> [Dataset items]:
● ● ● ●
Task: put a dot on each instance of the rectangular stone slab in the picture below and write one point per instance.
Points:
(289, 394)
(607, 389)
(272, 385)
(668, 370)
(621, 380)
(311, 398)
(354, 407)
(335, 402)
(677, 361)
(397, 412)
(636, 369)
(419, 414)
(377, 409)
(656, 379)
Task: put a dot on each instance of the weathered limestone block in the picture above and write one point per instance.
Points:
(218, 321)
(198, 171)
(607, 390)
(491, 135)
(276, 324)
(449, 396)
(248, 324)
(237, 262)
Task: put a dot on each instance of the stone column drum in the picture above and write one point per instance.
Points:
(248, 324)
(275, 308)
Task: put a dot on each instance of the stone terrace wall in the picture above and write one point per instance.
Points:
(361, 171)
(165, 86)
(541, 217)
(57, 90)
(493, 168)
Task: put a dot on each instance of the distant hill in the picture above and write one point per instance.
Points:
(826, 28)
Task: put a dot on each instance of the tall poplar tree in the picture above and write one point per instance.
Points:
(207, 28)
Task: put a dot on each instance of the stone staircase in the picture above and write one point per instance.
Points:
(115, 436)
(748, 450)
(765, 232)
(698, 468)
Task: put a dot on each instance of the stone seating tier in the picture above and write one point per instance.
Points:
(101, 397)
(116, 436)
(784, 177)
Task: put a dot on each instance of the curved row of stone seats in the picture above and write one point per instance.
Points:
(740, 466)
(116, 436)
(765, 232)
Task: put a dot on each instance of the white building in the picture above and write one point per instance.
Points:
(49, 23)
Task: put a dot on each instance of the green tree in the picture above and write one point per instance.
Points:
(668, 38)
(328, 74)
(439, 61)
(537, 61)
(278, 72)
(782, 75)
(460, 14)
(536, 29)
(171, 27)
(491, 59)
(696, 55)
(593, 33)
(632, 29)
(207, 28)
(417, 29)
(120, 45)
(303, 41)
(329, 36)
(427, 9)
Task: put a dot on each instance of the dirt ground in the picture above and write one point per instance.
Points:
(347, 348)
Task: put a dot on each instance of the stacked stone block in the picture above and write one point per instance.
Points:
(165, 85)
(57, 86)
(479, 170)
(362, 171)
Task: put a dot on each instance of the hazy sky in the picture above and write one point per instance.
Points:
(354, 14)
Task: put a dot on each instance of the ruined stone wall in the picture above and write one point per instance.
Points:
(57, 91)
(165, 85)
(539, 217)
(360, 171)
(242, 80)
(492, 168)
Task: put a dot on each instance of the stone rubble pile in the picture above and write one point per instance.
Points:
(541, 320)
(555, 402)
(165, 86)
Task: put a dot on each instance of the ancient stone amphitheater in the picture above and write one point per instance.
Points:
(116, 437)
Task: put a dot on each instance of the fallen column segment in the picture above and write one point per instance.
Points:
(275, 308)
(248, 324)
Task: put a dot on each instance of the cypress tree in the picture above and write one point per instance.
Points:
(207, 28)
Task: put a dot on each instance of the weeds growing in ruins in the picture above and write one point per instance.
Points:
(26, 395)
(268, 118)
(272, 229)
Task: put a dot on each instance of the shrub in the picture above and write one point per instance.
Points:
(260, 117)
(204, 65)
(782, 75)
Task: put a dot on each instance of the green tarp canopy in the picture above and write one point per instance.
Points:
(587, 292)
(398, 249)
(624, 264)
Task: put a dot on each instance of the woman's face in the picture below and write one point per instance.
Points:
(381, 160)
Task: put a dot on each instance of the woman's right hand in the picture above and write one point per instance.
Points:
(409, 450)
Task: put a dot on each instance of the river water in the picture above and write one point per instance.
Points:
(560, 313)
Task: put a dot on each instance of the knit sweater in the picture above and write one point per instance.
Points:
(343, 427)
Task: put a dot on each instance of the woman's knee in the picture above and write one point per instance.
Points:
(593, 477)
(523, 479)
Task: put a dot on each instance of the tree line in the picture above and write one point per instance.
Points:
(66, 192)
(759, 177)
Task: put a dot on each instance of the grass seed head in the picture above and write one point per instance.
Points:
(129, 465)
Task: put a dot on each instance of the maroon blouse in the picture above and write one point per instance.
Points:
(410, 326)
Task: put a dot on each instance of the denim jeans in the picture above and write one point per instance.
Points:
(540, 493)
● ● ● ●
> [Your task]: Type the material above out again, exactly.

> [Task answer]:
Task: put a dot on each instance of the rectangular stone slab in the picture below and write one point per instance.
Points:
(289, 394)
(607, 389)
(272, 385)
(668, 370)
(621, 380)
(311, 398)
(354, 407)
(335, 402)
(677, 361)
(397, 412)
(636, 369)
(419, 414)
(377, 409)
(656, 379)
Task: put a dot on each instance of the weathered limestone block in the picture above and write one point per instance.
Points:
(218, 321)
(198, 171)
(607, 390)
(491, 135)
(276, 324)
(449, 396)
(248, 324)
(237, 262)
Task: put a dot on each instance of the stone column drum in the picture above and write one point per instance.
Points:
(248, 324)
(275, 308)
Task: put a dot on each instance of the stone terrace wall in the picture above and write one point per instance.
Points:
(361, 171)
(165, 86)
(541, 217)
(57, 90)
(493, 168)
Task: put a dot on each instance of the distant hill in the picture above and write one point per instance.
Points:
(826, 28)
Task: put a dot on each instance of the tall poplar tree in the picture above and write one point per instance.
Points:
(207, 28)
Task: put a dot on each instance of the stone staircase in the picture above and write one point per instance.
Points:
(115, 436)
(748, 450)
(765, 232)
(698, 468)
Task: put a dot on each instance of the stone seating tier in the picture above and write one point per instance.
Points:
(101, 397)
(116, 436)
(784, 177)
Task: put a dot on each instance of the curved row of stone seats in the picture above and write one point per instance.
Points:
(740, 466)
(116, 436)
(765, 232)
Task: put a dot on each instance of the white building in the picture above and write one point per instance.
Points:
(49, 23)
Task: put a dot on each instance of the green tree in the picture above and write one point per instance.
Points:
(668, 38)
(328, 74)
(439, 61)
(537, 61)
(278, 72)
(782, 75)
(460, 14)
(536, 29)
(171, 27)
(491, 59)
(696, 55)
(593, 33)
(632, 29)
(207, 28)
(417, 29)
(120, 45)
(303, 41)
(329, 36)
(427, 9)
Task: put a dot on each instance of the dirt ground in the picture above and write one point per instance.
Points:
(347, 348)
Task: put a dot on each instance of the stacked stone block in the picture above and write one point per instance.
Points:
(165, 85)
(57, 86)
(479, 170)
(362, 171)
Task: put a dot on each instance of the hazy sky in the picture above and write one point per instance.
Points:
(354, 14)
Task: put a dot on each instance of the ruined stone wall in the picture above and write one point per instance.
Points:
(57, 91)
(165, 85)
(539, 217)
(360, 171)
(242, 80)
(492, 168)
Task: put a dot on each instance of the stone rubble pile in the picture above and write one point per instance.
Points:
(541, 320)
(555, 402)
(165, 86)
Task: put a dot on each instance of the ancient stone amphitheater in the picture above and write one point per instance.
Points:
(116, 437)
Task: put a dot on each instance of the fallen column segment in the picture above and write one point per instance.
Points:
(275, 308)
(248, 324)
Task: put a dot on each instance of the cypress tree in the picture above and write one point per instance.
Points:
(207, 28)
Task: put a dot on each instance of the weeds growing in ruins in the picture above and write one point per instance.
Points:
(26, 395)
(268, 118)
(272, 229)
Task: put a dot on each instance of the shrub in the picture above and write one point per instance.
Points:
(260, 117)
(204, 65)
(782, 75)
Task: put a dot on each instance of the green tarp canopy in the picture above and write one point per instance.
Points:
(587, 292)
(398, 249)
(624, 264)
Task: put a dot on each instance of the woman's face in the picture below and write one point per instance.
Points:
(381, 160)
Task: put a dot on each instance of the woman's right hand in the picture above and write one point per instance.
Points:
(409, 450)
Task: put a dot on each instance of the river water in the picture above and write one point per instance.
Points:
(560, 313)
Task: put a dot on each instance of the knit sweater in the picture above and write one point per instance.
Points:
(343, 427)
Task: put a dot on each instance of the woman's knee in the picture above and write one point per instance.
Points:
(593, 477)
(523, 479)
Task: put a dot on each instance of the tree line in the picture above and write one point per instance.
Points:
(66, 192)
(759, 177)
Task: put a dot on each instance of the grass seed head in the picture above and write one point per instance.
Points:
(129, 465)
Task: put a dot on each instance of the maroon blouse in the picture above and write one point per instance.
Points:
(410, 326)
Task: put a dot on each instance of the denim jeans in the picture above and write one point per instance.
Points:
(540, 493)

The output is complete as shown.